WORK TASK
Retype every record below exactly as it is written.

[Records from a collection]
○ ○ ○ ○ ○ ○ ○

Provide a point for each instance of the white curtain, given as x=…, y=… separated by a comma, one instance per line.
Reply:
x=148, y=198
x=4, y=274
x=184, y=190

○ ○ ○ ○ ○ ○ ○

RESPONSE TO THIS EXERCISE
Provide a point for each instance of the white curtain, given as x=…, y=… separated by a comma, one instance per line.
Reply:
x=148, y=198
x=4, y=274
x=184, y=190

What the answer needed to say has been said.